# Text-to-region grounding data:
┄┄┄┄┄┄┄┄┄┄

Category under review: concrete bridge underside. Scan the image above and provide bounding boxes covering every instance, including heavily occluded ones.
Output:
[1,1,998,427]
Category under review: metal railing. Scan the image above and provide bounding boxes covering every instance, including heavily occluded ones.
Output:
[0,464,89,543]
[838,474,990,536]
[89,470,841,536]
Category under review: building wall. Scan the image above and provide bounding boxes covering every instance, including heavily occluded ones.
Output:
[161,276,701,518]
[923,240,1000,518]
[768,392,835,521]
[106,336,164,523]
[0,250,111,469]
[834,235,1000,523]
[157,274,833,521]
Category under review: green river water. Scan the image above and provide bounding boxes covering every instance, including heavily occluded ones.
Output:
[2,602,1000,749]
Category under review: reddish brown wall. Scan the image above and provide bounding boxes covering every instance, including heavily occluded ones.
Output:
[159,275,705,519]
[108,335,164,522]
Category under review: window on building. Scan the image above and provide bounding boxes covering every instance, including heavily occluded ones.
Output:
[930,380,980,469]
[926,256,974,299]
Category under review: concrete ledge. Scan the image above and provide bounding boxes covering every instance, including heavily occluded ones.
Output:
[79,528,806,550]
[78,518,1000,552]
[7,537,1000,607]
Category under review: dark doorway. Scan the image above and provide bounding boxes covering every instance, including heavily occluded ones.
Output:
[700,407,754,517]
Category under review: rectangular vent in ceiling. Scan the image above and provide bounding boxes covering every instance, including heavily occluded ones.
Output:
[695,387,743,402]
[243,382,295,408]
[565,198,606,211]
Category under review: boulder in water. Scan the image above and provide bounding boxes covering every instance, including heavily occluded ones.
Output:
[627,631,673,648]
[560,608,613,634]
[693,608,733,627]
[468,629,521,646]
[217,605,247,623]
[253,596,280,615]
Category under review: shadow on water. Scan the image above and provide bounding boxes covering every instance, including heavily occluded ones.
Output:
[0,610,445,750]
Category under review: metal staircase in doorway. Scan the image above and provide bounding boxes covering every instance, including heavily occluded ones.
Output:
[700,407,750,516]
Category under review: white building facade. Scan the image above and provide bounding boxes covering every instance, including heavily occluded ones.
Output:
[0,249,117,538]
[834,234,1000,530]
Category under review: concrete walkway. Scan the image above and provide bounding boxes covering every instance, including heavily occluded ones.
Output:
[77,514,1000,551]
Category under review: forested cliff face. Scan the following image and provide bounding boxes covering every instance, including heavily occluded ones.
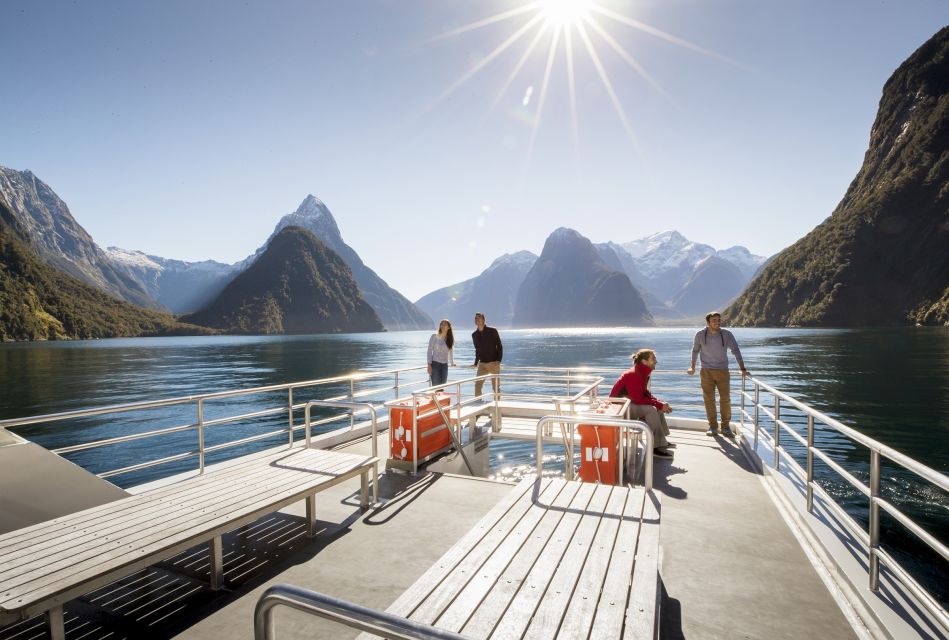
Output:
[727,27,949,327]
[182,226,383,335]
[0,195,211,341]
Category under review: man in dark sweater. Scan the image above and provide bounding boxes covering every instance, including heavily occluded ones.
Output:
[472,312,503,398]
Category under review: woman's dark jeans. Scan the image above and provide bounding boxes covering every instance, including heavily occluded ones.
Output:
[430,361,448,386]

┄┄┄┄┄┄┄┄┄┄

# Your task:
Go to the line that contains "Category under review: concrete walkway." and copy it and every line after it through the end of the entries, exactly, without the pictures.

# Solution to the exercise:
Category under review: concrete walkway. Scan the image above and provide bounding boxes covering every instance, including heavily occluded ones.
Output:
[77,514,1000,551]
Category under review: forested cliff face. Scan the following image and provide bounding boxes covering every instance, including heavily occluded ones.
Output:
[727,27,949,327]
[182,226,383,335]
[0,195,211,341]
Category under review: man in dark sweater. Scan the image above and provide bounding boxes covering every instance, including heavily occluded ones.
Output:
[472,312,503,398]
Category under review: woman's dark jeans. Scan the image above and provide bounding boxes covering every instance, including heavily occluded ones.
Output:
[430,361,448,386]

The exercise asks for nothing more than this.